Activity: In the listing below, the answer starts at the line that has "x=334, y=337" and stops after the line that has "Pick out the nose"; please repeat that part exactly and nothing more.

Given entries:
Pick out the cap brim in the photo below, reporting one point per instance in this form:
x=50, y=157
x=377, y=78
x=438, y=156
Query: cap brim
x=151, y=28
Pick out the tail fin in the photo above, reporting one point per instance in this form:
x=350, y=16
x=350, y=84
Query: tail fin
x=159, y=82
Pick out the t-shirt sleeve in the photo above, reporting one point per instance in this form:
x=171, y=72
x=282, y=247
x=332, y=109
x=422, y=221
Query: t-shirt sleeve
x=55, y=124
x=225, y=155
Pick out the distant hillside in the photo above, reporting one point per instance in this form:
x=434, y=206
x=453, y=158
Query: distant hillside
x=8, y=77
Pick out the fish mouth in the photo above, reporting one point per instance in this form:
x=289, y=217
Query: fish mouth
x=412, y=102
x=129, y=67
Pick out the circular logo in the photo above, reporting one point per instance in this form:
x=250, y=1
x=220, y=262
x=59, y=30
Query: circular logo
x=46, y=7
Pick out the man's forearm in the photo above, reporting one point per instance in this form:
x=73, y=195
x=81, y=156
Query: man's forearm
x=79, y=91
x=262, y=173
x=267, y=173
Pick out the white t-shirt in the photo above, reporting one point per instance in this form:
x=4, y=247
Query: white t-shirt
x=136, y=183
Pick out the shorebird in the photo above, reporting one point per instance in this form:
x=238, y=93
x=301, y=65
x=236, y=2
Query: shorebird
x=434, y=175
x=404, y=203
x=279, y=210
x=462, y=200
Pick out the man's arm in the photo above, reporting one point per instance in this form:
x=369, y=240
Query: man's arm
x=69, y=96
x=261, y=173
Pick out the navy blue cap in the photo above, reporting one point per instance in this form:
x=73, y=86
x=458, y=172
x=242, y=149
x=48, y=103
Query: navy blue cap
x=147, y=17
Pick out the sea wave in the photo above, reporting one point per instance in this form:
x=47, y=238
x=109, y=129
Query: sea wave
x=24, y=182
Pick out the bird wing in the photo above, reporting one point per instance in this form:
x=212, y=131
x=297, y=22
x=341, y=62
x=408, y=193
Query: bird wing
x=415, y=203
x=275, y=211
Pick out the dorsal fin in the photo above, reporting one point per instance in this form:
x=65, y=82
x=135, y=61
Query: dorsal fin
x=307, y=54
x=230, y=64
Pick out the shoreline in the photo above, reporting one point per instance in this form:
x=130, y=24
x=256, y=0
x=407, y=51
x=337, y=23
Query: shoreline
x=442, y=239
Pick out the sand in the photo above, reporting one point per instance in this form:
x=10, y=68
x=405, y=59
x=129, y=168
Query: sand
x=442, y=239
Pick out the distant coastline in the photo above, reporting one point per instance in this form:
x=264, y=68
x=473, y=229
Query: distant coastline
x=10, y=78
* * *
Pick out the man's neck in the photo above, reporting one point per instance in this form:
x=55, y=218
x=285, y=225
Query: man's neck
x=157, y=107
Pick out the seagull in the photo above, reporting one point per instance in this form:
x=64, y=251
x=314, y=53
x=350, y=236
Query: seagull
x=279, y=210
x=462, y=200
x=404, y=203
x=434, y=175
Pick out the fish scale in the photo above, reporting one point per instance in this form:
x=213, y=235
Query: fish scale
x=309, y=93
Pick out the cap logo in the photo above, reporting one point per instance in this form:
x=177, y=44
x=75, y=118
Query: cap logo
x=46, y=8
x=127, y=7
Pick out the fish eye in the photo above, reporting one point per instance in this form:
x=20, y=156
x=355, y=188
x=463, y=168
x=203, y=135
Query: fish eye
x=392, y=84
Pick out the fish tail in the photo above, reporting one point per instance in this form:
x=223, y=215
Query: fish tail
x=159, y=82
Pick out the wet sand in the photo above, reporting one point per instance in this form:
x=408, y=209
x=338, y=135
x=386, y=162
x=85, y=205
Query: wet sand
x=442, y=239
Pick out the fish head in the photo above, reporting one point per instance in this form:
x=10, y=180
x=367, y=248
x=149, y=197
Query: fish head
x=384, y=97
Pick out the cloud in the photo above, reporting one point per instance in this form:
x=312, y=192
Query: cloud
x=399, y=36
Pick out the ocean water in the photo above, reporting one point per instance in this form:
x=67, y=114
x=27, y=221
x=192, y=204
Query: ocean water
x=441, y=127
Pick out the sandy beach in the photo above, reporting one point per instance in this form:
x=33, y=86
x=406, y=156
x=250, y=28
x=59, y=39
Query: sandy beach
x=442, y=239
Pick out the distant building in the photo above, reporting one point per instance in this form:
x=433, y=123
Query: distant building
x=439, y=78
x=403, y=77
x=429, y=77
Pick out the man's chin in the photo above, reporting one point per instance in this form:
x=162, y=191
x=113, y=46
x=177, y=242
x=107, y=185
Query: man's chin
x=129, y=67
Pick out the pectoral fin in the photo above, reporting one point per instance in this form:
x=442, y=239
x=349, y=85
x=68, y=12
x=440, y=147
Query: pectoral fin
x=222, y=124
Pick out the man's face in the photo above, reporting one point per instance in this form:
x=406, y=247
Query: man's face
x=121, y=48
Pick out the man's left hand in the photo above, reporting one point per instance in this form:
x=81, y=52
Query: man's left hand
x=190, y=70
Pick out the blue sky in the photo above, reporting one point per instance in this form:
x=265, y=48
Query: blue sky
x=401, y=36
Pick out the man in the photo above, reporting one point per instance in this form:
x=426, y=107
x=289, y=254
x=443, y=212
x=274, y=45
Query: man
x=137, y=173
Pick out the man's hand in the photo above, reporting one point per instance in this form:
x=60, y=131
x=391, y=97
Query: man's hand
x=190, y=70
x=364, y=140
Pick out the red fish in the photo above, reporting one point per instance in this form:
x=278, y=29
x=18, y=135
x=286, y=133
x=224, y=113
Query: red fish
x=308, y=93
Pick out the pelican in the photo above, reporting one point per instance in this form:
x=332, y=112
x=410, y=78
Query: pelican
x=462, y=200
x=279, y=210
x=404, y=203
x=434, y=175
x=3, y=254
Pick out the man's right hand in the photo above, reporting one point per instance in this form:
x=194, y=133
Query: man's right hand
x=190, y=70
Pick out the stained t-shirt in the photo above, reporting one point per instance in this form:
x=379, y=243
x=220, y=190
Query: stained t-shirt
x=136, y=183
---
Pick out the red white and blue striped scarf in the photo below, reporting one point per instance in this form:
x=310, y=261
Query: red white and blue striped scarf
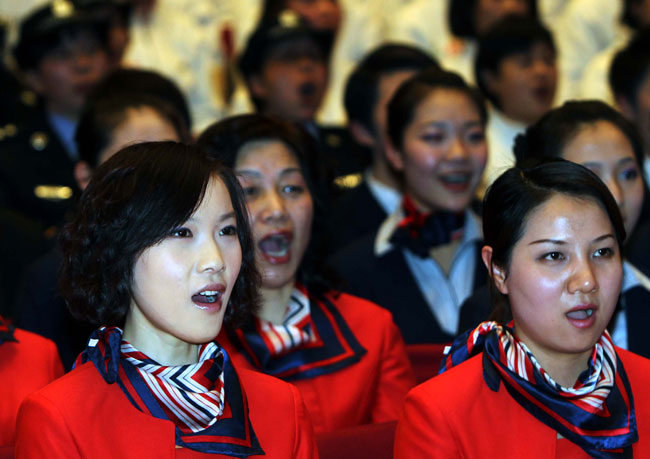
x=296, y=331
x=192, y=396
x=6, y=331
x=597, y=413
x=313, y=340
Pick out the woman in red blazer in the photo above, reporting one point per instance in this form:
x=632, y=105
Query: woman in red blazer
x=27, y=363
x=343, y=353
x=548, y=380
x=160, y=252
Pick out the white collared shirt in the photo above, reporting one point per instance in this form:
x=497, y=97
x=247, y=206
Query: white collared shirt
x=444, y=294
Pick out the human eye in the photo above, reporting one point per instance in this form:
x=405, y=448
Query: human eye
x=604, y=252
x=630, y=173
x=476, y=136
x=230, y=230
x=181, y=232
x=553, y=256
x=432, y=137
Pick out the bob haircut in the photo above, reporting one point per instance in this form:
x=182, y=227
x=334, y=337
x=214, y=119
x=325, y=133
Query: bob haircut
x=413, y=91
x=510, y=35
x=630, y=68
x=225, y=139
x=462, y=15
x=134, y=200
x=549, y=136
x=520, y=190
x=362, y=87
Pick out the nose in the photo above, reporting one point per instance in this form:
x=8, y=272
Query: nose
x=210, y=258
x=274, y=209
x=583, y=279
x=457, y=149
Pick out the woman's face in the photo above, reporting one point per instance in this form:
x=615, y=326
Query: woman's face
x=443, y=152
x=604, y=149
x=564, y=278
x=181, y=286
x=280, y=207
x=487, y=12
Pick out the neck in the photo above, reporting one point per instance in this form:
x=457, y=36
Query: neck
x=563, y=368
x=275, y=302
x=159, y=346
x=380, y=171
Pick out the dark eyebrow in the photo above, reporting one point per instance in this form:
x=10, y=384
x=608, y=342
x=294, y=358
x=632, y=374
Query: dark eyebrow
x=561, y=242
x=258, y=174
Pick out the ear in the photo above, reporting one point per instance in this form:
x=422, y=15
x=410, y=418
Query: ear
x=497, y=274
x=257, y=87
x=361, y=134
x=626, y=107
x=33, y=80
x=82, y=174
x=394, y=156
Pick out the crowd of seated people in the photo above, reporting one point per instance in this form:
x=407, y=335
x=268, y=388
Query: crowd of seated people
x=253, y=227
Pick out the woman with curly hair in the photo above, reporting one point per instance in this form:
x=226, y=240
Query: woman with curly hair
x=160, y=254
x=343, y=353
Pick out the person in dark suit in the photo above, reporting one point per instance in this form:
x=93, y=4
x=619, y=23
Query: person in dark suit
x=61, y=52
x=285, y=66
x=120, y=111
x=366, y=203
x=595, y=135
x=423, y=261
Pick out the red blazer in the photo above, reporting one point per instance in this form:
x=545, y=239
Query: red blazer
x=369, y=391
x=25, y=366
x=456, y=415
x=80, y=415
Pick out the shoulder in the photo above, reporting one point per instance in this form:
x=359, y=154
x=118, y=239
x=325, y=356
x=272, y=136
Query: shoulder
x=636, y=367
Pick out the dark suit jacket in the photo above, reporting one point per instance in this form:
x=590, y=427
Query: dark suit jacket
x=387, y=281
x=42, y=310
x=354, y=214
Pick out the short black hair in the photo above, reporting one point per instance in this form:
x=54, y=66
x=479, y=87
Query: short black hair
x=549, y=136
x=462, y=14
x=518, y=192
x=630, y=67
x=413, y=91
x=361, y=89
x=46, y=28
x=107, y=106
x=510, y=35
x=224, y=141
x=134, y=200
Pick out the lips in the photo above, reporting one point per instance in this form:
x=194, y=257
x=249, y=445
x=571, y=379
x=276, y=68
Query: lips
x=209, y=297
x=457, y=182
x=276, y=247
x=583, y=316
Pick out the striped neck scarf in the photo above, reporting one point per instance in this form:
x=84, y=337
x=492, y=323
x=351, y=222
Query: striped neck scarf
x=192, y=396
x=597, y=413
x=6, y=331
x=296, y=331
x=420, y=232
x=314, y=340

Your solution:
x=334, y=337
x=214, y=119
x=325, y=133
Query: bob haircut
x=413, y=91
x=510, y=35
x=630, y=68
x=225, y=139
x=462, y=15
x=134, y=200
x=549, y=136
x=520, y=190
x=362, y=87
Pick out the nose in the photo above, reporting one point per instance in this form:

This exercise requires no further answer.